** STATED GOAL **
Duplicate the records below, everything from the line containing "Practice. Locate the bush" down to the line containing "[(253, 96)]", both of those lines included.

** ITEMS **
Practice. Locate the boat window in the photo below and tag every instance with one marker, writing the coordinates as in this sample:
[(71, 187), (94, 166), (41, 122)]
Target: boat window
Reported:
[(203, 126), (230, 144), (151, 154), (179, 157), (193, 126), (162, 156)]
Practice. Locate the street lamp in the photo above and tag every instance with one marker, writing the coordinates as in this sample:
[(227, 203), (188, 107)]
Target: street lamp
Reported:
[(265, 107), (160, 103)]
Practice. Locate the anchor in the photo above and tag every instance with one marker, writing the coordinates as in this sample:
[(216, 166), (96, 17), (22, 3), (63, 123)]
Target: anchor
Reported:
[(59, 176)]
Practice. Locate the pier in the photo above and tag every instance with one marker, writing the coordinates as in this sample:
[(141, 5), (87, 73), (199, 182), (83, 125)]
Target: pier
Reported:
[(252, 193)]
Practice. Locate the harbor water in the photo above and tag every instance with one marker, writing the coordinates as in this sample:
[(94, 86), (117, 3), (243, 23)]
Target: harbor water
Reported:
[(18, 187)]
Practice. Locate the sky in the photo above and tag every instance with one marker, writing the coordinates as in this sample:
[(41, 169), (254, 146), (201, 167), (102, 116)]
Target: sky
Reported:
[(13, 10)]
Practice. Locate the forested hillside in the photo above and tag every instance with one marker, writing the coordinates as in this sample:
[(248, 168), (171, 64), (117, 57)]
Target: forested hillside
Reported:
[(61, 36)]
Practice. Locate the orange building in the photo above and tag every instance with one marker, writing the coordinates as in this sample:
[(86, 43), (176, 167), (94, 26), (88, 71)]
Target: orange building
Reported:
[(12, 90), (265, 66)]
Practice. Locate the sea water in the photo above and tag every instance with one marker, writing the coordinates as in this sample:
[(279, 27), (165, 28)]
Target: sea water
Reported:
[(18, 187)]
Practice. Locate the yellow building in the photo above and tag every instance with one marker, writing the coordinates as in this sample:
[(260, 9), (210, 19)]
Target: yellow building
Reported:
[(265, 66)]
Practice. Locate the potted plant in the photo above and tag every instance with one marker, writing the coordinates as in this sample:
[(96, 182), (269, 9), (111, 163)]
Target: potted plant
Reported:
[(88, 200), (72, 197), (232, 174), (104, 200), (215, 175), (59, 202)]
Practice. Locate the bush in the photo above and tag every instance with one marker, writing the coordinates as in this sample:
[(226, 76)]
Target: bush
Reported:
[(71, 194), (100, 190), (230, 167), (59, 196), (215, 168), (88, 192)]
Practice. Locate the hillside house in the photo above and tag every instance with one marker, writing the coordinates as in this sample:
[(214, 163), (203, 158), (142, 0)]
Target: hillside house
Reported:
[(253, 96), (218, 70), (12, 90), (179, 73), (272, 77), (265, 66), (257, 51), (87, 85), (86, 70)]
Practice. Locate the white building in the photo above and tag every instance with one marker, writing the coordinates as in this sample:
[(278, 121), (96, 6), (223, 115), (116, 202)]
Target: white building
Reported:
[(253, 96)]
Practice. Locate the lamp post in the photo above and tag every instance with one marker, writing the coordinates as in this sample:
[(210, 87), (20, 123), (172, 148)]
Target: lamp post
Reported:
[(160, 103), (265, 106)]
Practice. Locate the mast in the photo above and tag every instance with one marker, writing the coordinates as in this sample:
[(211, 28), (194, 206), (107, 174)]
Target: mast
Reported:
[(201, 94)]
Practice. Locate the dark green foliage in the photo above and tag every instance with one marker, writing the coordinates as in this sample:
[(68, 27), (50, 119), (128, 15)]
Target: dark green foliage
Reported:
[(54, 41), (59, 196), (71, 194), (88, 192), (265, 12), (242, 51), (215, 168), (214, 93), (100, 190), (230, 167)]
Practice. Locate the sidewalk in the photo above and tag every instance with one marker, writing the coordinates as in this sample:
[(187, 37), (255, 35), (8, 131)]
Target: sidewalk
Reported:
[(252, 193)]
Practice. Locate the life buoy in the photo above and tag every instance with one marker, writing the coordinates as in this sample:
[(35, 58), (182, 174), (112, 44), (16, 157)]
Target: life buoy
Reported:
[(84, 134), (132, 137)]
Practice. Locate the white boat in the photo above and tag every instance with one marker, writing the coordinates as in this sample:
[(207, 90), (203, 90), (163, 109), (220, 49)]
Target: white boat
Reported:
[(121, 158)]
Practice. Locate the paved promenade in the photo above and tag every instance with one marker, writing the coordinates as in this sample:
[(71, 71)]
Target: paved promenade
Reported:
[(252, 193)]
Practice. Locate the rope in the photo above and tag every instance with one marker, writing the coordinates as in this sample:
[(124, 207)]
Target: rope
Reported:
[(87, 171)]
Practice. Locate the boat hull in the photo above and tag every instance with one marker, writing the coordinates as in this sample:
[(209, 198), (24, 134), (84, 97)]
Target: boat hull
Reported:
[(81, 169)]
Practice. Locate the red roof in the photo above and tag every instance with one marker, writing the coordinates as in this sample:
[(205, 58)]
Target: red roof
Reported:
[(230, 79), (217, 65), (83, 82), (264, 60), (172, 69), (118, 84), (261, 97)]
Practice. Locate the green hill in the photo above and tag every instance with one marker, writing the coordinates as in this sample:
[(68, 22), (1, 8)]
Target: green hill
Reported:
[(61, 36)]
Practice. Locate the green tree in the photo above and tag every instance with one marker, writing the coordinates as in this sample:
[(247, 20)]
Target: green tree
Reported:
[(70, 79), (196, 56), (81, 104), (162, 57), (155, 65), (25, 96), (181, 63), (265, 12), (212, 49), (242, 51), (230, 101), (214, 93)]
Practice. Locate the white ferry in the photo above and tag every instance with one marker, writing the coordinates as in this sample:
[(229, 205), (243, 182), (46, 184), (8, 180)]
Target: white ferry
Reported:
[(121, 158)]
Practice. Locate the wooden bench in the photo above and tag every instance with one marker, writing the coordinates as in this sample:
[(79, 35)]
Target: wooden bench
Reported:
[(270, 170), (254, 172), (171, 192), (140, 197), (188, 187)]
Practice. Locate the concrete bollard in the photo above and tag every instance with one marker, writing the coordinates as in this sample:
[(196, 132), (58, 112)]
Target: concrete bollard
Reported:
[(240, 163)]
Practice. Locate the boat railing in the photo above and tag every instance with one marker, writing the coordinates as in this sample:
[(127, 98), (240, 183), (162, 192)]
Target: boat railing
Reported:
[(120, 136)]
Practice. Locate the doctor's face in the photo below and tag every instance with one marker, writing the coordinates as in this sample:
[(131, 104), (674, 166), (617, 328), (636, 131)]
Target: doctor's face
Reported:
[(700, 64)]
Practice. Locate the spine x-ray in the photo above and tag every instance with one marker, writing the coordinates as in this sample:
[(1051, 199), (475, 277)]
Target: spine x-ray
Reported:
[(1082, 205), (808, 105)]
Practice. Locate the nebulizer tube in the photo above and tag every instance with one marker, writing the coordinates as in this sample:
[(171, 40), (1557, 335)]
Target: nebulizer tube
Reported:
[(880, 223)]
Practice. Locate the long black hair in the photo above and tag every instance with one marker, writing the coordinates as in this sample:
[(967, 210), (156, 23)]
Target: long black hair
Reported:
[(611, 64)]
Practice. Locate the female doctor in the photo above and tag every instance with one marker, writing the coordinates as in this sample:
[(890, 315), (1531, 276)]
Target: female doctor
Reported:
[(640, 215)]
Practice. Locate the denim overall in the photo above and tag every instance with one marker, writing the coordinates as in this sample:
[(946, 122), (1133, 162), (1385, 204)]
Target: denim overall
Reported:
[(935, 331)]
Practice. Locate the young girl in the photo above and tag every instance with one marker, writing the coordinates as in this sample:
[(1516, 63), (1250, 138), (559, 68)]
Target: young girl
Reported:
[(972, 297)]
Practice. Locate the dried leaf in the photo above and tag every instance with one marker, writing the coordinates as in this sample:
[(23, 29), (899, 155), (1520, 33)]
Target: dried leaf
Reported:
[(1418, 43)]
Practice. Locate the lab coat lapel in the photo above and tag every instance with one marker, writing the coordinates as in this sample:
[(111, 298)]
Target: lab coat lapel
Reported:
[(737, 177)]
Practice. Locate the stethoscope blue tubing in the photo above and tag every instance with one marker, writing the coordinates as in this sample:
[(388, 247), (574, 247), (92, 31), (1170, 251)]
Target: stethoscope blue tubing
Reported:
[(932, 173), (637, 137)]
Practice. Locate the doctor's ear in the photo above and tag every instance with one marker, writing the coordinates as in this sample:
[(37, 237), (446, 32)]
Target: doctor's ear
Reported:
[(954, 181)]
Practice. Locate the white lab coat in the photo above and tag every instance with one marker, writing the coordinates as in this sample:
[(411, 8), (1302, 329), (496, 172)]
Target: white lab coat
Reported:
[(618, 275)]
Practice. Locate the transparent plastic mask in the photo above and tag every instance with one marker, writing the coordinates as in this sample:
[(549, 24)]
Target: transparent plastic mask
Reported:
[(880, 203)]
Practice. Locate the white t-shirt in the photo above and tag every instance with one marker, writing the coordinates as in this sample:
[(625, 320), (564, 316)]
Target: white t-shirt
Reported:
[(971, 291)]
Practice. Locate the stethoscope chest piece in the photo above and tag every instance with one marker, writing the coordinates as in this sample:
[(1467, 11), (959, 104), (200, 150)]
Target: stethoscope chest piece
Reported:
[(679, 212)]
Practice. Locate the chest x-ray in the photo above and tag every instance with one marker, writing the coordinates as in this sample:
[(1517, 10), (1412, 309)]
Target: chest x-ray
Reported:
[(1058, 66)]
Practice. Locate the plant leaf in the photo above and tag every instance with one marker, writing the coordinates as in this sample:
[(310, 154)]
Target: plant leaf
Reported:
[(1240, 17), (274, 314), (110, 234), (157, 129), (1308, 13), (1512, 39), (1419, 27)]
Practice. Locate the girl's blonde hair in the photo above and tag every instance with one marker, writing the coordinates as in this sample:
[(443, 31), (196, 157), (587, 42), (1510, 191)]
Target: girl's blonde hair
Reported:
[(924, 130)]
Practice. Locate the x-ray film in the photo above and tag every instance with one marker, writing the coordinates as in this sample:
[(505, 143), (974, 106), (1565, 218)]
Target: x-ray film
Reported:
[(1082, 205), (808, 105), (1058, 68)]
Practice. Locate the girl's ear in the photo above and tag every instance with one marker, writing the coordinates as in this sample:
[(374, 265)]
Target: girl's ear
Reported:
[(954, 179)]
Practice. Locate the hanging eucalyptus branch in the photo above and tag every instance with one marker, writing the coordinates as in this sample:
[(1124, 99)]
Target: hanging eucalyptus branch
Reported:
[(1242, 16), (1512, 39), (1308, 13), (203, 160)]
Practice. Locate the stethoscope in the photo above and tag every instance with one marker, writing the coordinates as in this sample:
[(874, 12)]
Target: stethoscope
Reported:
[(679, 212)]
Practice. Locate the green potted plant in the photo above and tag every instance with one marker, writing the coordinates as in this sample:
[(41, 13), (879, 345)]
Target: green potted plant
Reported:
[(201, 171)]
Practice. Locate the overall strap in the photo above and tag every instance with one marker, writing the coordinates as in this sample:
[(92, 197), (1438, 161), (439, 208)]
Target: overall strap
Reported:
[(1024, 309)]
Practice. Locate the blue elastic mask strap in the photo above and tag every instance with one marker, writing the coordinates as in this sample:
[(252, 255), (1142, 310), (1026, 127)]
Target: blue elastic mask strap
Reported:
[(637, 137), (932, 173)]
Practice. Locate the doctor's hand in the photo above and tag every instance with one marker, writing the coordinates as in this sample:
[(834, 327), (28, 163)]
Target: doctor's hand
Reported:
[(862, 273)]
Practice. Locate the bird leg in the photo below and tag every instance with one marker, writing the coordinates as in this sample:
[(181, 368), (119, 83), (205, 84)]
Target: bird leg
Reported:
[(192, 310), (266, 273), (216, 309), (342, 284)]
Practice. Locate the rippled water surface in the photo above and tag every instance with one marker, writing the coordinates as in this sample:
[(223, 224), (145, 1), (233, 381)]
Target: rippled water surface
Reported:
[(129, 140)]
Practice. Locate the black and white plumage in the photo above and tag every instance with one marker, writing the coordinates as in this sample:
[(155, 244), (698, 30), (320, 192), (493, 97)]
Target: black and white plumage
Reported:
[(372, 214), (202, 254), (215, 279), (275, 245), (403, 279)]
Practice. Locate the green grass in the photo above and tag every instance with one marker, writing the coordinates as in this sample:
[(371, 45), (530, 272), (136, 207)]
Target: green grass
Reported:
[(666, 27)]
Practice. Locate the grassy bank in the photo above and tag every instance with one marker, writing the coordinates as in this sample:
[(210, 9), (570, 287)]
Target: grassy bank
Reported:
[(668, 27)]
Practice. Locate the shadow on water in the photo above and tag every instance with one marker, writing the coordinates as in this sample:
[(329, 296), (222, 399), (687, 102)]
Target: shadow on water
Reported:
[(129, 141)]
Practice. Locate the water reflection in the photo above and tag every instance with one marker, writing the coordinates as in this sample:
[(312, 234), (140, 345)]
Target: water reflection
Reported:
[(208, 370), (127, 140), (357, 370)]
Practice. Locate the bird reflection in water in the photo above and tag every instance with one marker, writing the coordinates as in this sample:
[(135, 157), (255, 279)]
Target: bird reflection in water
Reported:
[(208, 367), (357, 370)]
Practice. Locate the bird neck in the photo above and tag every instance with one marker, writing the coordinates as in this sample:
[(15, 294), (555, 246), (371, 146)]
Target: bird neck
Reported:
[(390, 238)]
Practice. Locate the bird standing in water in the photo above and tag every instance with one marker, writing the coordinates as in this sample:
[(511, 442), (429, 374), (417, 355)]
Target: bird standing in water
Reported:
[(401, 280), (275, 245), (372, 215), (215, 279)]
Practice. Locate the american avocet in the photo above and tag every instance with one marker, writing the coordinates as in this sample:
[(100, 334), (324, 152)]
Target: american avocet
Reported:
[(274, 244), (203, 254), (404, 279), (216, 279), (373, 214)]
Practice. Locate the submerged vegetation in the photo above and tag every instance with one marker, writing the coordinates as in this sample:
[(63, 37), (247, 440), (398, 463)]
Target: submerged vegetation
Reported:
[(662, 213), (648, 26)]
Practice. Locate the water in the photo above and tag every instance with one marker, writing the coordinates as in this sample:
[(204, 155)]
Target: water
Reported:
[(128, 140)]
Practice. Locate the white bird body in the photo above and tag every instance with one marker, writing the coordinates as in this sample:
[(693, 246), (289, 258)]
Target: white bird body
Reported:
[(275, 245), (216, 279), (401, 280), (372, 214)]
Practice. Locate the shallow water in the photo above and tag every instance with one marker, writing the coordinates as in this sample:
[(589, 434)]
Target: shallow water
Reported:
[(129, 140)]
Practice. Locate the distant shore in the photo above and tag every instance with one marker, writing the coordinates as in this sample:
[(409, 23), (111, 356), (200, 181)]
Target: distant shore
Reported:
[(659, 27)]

** ANSWER TO THIS PROBLEM **
Practice. Locate the bush in the photo above and tag every instance with one marker, writing the coordinates as in this sample:
[(226, 76)]
Target: bush
Reported:
[(71, 194), (100, 190), (230, 167), (59, 196), (215, 168), (88, 192)]
Practice. Locate the hillside house in the photo above and tag every instance with one marker, writing the coordinates as in this sample:
[(214, 163), (203, 158), (142, 0)]
Target: hillside house
Reported:
[(253, 96), (218, 70), (12, 90), (179, 73), (272, 77), (265, 66), (257, 51), (87, 85), (86, 70)]
Practice. Locate the white building in the photo above and tag every instance with one marker, writing the coordinates as in this sample:
[(278, 121), (96, 6), (223, 115), (116, 202)]
Target: white building
Reported:
[(253, 96)]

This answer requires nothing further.